- [TASK STATEMENT]: Can you rewrite everything from "For the evaluation set, locate every instance of the green glass" down to "x=1142 y=264" with "photo" updated to "image" and nothing else changed? Leave the pictures out.

** Start MATERIAL SHOWN **

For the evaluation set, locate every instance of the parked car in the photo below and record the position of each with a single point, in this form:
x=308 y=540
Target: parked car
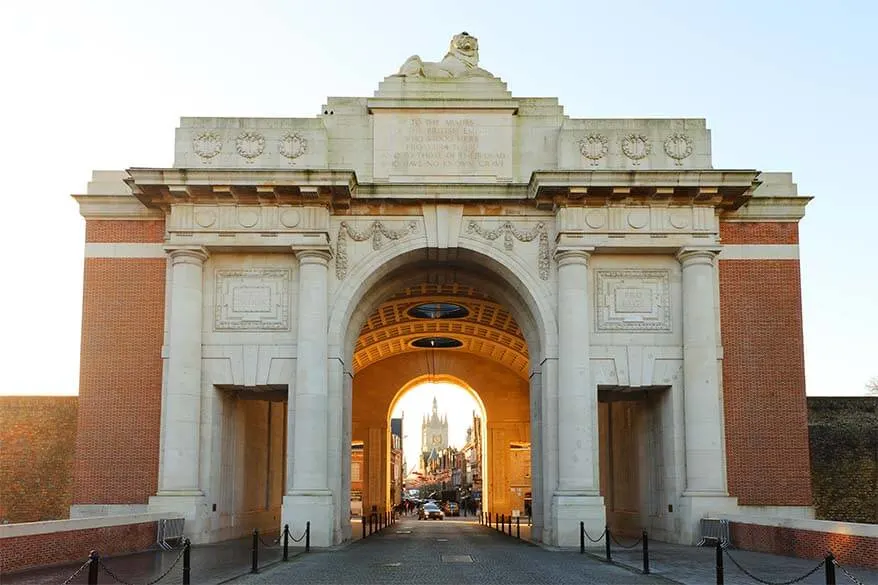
x=430 y=511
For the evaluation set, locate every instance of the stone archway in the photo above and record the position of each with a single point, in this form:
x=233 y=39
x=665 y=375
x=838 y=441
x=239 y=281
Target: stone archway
x=500 y=277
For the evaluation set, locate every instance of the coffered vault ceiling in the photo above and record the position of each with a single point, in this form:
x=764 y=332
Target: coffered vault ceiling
x=488 y=331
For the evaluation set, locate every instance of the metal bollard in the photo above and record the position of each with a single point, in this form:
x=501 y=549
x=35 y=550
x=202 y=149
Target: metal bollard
x=830 y=569
x=254 y=553
x=187 y=562
x=93 y=562
x=607 y=538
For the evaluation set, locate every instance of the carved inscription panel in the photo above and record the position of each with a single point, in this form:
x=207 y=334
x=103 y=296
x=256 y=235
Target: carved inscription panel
x=475 y=145
x=632 y=300
x=252 y=300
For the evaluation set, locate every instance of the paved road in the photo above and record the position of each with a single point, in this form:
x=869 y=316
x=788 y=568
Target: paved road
x=434 y=552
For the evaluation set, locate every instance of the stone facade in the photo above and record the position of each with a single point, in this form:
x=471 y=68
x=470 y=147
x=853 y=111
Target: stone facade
x=603 y=262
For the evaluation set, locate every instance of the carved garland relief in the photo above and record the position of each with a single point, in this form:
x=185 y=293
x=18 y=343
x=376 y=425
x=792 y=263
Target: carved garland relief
x=510 y=233
x=632 y=300
x=377 y=231
x=252 y=300
x=636 y=147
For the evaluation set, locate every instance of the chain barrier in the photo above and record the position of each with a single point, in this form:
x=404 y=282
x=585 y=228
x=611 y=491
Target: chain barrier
x=301 y=538
x=637 y=543
x=764 y=582
x=153 y=582
x=85 y=564
x=273 y=543
x=843 y=570
x=598 y=539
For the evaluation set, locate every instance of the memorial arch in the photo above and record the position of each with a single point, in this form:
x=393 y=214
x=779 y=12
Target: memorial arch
x=247 y=308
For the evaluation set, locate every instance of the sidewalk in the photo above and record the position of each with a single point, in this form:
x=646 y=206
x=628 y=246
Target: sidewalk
x=692 y=565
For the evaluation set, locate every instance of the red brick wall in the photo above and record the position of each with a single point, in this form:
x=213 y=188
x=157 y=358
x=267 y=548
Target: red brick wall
x=22 y=552
x=117 y=445
x=37 y=435
x=861 y=551
x=764 y=372
x=125 y=231
x=773 y=232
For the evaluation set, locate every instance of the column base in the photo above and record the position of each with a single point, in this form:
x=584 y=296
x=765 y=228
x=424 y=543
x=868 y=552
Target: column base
x=192 y=508
x=569 y=510
x=312 y=506
x=697 y=505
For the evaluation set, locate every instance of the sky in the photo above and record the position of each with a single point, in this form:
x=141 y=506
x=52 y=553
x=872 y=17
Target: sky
x=784 y=86
x=452 y=401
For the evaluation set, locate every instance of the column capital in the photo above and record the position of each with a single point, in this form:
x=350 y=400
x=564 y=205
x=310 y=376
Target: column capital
x=690 y=255
x=187 y=254
x=313 y=255
x=568 y=255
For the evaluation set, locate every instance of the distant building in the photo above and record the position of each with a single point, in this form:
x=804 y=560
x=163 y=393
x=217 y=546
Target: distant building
x=397 y=471
x=434 y=436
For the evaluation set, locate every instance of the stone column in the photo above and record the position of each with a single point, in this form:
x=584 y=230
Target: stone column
x=705 y=491
x=577 y=497
x=309 y=497
x=181 y=411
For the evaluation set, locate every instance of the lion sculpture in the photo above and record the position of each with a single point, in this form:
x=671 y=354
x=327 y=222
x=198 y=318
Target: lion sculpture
x=461 y=60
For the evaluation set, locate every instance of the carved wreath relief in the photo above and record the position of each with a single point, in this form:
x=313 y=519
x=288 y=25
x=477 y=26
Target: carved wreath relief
x=594 y=147
x=678 y=147
x=250 y=145
x=252 y=300
x=510 y=232
x=207 y=145
x=636 y=147
x=632 y=300
x=377 y=231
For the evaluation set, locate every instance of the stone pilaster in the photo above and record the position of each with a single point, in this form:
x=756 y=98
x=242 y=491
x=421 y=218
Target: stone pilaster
x=181 y=411
x=179 y=487
x=577 y=497
x=705 y=490
x=308 y=496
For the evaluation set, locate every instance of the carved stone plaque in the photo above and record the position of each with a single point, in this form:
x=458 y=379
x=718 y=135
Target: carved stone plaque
x=632 y=300
x=252 y=300
x=473 y=145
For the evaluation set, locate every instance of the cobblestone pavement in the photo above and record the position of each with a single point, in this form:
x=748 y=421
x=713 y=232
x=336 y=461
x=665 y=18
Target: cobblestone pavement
x=454 y=552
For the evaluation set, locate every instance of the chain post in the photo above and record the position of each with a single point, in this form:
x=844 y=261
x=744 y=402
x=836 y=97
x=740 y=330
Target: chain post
x=254 y=553
x=829 y=563
x=607 y=537
x=187 y=561
x=94 y=561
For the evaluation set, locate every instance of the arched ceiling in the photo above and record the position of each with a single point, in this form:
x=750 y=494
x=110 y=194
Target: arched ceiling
x=489 y=330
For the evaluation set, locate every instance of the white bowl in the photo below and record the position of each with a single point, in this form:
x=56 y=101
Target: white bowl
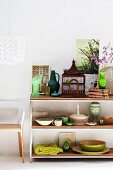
x=44 y=121
x=79 y=119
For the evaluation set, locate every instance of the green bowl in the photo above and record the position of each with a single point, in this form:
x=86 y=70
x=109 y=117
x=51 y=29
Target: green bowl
x=92 y=145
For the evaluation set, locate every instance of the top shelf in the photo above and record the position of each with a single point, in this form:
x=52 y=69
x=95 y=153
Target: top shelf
x=68 y=98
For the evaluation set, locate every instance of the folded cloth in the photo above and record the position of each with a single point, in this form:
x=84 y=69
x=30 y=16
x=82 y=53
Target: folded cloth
x=47 y=149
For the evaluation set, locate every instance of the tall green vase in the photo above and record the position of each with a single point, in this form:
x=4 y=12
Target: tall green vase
x=102 y=80
x=53 y=83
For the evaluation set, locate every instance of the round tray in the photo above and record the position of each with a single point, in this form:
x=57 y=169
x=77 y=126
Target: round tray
x=78 y=150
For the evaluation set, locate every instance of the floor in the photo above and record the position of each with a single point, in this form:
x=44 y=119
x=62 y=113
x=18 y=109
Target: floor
x=14 y=163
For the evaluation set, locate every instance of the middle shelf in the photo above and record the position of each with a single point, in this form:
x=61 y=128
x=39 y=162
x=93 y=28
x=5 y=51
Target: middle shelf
x=35 y=125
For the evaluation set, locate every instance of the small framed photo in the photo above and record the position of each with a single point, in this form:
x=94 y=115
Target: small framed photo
x=43 y=70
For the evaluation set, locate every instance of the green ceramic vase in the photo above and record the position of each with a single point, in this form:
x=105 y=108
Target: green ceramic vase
x=102 y=80
x=53 y=83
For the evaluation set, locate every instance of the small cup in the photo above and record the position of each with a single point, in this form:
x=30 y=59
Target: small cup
x=57 y=122
x=65 y=119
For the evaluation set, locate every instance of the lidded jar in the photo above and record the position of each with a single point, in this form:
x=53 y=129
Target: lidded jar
x=95 y=109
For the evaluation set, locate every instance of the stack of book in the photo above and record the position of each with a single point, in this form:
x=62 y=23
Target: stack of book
x=98 y=93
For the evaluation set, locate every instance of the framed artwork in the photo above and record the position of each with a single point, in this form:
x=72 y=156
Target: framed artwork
x=43 y=70
x=87 y=55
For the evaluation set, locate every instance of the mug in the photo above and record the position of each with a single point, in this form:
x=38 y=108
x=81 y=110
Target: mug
x=57 y=122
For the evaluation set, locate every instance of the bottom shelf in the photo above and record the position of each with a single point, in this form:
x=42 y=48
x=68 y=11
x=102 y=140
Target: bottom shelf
x=75 y=155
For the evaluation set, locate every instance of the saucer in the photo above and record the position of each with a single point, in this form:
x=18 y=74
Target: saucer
x=79 y=150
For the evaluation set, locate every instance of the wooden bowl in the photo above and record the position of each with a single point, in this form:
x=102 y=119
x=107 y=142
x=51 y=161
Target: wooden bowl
x=92 y=145
x=44 y=121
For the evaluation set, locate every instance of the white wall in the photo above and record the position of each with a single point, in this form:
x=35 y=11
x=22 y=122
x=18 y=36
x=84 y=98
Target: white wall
x=50 y=28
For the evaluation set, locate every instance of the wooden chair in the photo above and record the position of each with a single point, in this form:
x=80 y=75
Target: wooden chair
x=8 y=124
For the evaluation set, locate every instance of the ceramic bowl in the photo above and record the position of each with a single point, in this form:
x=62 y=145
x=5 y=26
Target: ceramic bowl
x=44 y=121
x=79 y=119
x=92 y=145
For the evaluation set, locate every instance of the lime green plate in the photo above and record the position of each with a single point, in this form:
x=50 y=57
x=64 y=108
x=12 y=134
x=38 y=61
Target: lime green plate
x=70 y=123
x=78 y=150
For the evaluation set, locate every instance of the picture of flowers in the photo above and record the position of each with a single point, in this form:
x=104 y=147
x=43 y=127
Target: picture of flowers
x=87 y=56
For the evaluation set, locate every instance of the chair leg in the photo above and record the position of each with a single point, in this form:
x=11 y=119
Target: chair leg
x=21 y=145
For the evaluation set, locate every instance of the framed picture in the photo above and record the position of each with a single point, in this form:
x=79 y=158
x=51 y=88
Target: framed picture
x=43 y=70
x=87 y=55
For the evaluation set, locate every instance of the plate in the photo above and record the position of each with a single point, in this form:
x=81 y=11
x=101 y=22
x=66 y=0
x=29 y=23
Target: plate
x=78 y=150
x=91 y=123
x=70 y=123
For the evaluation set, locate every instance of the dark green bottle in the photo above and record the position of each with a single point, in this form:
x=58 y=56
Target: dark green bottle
x=102 y=80
x=53 y=83
x=66 y=146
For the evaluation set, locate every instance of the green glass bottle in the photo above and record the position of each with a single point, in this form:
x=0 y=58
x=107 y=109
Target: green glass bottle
x=53 y=83
x=102 y=80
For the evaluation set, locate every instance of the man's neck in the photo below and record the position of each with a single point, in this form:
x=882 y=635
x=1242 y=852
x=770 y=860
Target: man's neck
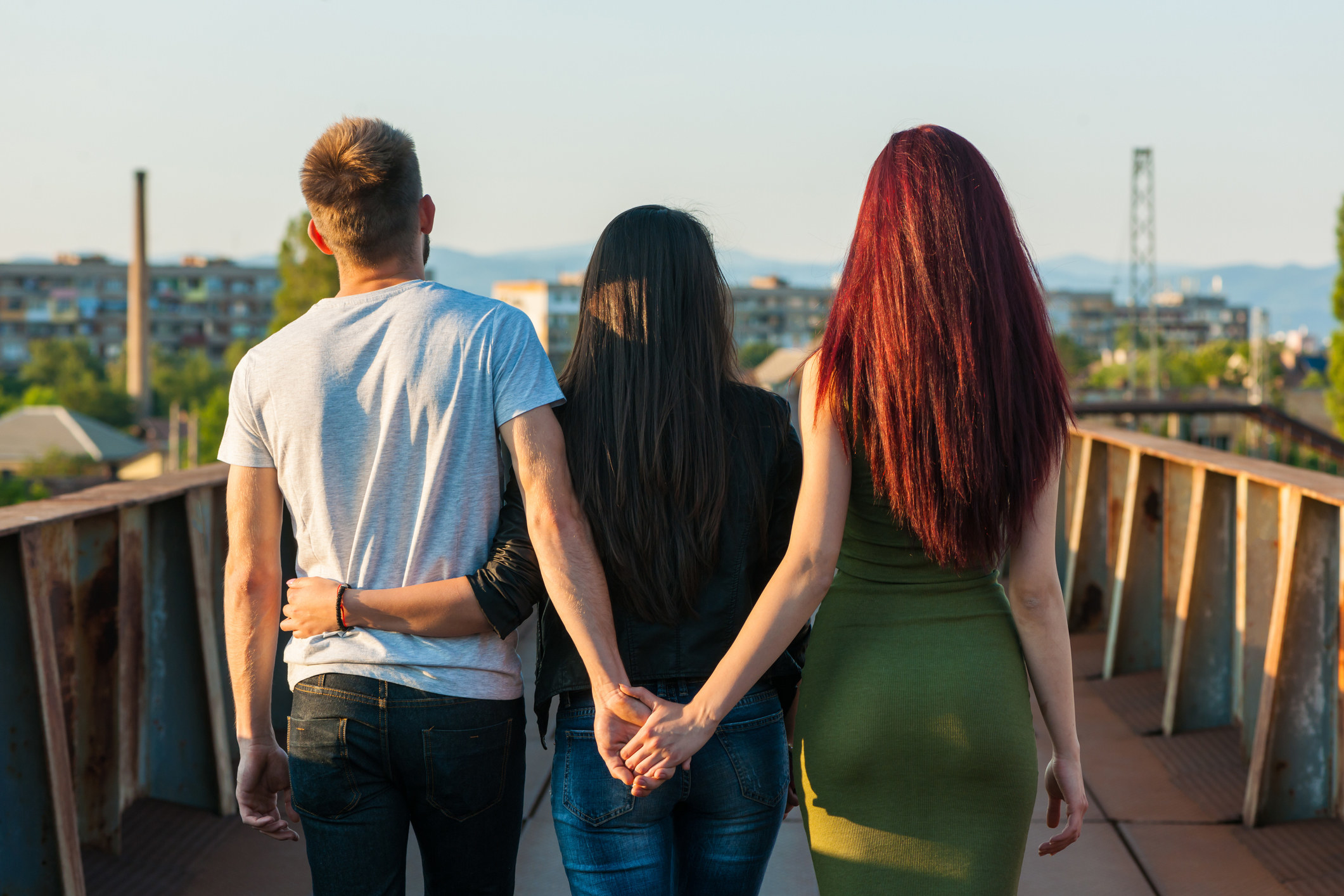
x=359 y=280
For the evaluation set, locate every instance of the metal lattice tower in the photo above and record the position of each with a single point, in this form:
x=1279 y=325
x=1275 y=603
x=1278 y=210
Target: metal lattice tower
x=1142 y=264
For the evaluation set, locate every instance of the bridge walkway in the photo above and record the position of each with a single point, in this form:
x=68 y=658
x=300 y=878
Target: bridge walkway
x=1163 y=822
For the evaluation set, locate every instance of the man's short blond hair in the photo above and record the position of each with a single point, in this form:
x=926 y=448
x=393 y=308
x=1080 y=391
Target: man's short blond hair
x=362 y=184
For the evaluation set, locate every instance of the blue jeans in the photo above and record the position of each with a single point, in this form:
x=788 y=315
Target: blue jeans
x=706 y=832
x=368 y=758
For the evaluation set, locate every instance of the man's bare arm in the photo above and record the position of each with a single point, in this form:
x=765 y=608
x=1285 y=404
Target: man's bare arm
x=252 y=622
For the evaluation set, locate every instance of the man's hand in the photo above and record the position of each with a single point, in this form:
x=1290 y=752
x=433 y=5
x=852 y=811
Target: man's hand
x=311 y=608
x=616 y=722
x=264 y=797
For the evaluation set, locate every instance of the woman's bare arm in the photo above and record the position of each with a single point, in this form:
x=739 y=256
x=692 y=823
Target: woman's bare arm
x=1038 y=608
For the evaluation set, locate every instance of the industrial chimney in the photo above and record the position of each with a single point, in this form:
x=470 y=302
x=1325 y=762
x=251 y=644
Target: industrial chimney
x=138 y=310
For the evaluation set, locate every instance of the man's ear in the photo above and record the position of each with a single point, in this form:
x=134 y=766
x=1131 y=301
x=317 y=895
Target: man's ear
x=426 y=214
x=317 y=238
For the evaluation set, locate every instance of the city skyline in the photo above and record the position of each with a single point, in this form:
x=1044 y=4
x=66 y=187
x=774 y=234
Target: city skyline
x=537 y=125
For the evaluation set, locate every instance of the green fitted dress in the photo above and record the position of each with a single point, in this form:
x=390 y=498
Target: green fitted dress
x=914 y=746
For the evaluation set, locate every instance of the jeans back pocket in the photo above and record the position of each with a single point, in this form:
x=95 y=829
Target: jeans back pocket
x=591 y=791
x=467 y=770
x=319 y=767
x=760 y=757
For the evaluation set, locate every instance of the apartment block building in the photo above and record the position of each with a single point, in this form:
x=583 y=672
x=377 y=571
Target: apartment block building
x=553 y=308
x=199 y=303
x=772 y=310
x=1184 y=320
x=767 y=310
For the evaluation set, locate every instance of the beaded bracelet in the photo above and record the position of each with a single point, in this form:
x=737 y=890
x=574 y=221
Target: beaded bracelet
x=340 y=608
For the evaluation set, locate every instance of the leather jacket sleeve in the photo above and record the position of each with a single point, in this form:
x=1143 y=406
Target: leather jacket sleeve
x=509 y=584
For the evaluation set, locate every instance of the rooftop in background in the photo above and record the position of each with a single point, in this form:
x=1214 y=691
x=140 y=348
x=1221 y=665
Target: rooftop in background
x=30 y=433
x=199 y=303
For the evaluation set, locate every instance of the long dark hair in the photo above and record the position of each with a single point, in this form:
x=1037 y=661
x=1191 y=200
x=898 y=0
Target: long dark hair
x=938 y=355
x=653 y=404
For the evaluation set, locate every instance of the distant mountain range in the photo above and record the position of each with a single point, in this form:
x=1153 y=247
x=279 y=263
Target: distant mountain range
x=1293 y=295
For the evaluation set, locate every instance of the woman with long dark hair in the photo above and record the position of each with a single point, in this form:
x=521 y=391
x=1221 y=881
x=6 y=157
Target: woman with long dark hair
x=935 y=419
x=689 y=478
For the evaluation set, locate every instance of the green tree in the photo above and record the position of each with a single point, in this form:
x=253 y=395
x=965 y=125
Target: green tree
x=16 y=489
x=1335 y=394
x=214 y=414
x=1073 y=355
x=305 y=273
x=184 y=376
x=753 y=354
x=68 y=373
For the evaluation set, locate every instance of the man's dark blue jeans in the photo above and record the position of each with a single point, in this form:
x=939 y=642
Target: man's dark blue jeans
x=707 y=832
x=366 y=758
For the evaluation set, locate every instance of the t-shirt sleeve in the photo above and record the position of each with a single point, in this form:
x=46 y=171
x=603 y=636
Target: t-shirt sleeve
x=243 y=442
x=520 y=371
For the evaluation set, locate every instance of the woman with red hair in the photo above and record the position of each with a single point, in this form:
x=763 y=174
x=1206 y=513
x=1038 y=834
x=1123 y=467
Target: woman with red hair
x=935 y=419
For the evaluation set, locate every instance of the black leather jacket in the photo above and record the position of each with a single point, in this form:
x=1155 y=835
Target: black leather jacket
x=511 y=584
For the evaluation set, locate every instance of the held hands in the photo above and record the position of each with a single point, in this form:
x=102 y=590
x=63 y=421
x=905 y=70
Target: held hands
x=671 y=735
x=616 y=722
x=1065 y=783
x=311 y=608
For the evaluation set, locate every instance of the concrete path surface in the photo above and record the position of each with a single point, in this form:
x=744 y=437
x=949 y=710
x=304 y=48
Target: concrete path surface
x=1162 y=824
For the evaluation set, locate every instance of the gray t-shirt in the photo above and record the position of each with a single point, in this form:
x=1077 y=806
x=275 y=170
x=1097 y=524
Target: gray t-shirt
x=380 y=413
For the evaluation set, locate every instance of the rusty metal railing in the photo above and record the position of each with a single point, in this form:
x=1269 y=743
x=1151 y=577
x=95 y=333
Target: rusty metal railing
x=113 y=667
x=1224 y=572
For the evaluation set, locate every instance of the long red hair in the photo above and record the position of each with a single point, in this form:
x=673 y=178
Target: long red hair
x=938 y=357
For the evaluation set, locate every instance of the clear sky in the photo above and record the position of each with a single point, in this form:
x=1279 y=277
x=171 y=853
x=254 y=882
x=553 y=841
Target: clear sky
x=539 y=121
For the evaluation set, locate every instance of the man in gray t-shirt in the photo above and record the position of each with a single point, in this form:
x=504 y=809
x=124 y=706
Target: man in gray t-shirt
x=375 y=418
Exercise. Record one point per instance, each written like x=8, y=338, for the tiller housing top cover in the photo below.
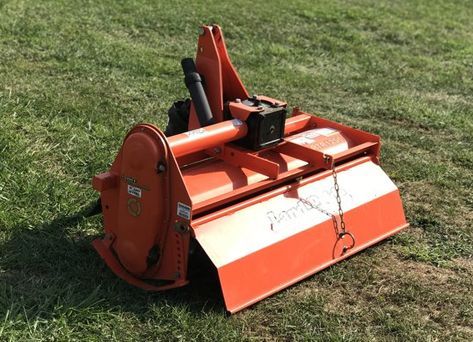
x=270, y=200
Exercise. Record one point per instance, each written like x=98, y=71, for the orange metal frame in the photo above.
x=160, y=192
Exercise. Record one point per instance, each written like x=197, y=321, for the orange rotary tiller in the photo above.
x=271, y=200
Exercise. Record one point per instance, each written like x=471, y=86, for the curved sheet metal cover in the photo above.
x=264, y=247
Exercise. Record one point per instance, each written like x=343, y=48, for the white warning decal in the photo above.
x=134, y=191
x=183, y=210
x=195, y=132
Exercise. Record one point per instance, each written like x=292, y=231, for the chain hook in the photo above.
x=343, y=232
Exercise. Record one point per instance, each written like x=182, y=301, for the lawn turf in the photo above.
x=75, y=76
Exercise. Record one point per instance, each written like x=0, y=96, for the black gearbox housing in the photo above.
x=265, y=128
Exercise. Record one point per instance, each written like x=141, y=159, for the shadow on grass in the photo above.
x=53, y=268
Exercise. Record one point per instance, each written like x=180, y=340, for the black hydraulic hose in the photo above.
x=194, y=84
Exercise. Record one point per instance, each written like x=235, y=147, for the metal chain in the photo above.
x=343, y=230
x=339, y=201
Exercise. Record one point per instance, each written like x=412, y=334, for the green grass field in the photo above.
x=75, y=76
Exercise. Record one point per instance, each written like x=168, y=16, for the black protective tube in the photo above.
x=194, y=84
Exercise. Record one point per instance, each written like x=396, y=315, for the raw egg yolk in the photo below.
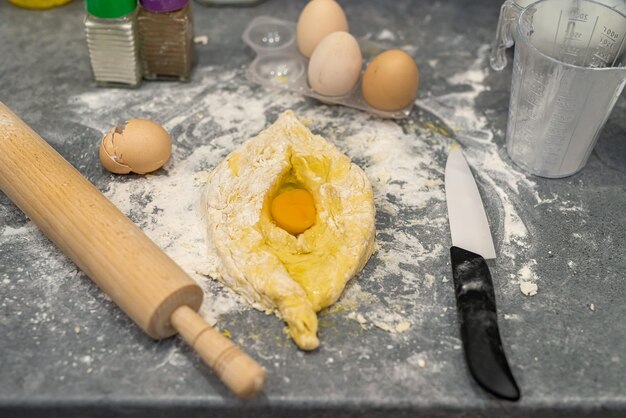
x=293, y=210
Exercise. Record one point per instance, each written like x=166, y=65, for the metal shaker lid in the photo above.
x=162, y=6
x=108, y=9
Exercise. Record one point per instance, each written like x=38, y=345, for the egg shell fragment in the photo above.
x=318, y=19
x=335, y=65
x=141, y=146
x=391, y=80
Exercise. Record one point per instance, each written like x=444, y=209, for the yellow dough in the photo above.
x=293, y=275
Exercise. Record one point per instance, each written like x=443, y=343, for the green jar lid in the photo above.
x=110, y=9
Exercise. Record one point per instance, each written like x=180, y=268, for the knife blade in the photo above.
x=473, y=287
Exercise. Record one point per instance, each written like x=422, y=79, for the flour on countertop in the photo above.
x=404, y=161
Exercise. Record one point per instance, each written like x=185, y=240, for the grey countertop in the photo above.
x=66, y=350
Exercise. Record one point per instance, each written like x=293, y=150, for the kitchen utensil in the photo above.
x=475, y=298
x=507, y=27
x=279, y=64
x=568, y=73
x=144, y=282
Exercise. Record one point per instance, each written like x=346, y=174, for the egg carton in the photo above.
x=279, y=64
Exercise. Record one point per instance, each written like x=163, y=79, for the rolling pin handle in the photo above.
x=236, y=369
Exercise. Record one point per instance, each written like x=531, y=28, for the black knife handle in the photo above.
x=476, y=305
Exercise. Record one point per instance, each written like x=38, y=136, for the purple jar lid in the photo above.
x=162, y=6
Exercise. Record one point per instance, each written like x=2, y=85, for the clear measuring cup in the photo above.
x=507, y=26
x=505, y=33
x=568, y=72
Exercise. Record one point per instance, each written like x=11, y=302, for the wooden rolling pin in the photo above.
x=144, y=282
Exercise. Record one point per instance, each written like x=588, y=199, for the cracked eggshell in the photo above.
x=141, y=146
x=107, y=155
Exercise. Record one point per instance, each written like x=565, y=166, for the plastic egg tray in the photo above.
x=279, y=64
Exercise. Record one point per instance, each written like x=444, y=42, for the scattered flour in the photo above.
x=404, y=161
x=528, y=288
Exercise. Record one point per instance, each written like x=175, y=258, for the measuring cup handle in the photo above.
x=504, y=35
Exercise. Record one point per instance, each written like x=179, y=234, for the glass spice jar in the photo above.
x=166, y=39
x=111, y=32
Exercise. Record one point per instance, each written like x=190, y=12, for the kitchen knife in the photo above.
x=473, y=287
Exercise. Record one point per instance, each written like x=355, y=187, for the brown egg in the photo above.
x=318, y=19
x=391, y=80
x=140, y=146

** End MATERIAL SHOWN **

- [SOLUTION TO THIS TASK]:
For the evaluation set, locate every instance of the green glass bottle in the image above and record the position of each with a single point, in this form:
x=0 y=58
x=107 y=109
Target: green glass bottle
x=53 y=83
x=102 y=80
For the evaluation set, locate every instance of the man's neck in the image below and record the position of each with a single point, in this form:
x=882 y=635
x=1242 y=852
x=770 y=860
Target: man's neck
x=359 y=280
For the evaluation set, locate every instance of the metal lattice tower in the image above and record the position of each with a single point, in this form:
x=1279 y=325
x=1275 y=603
x=1278 y=210
Target: metal lattice tower
x=1142 y=264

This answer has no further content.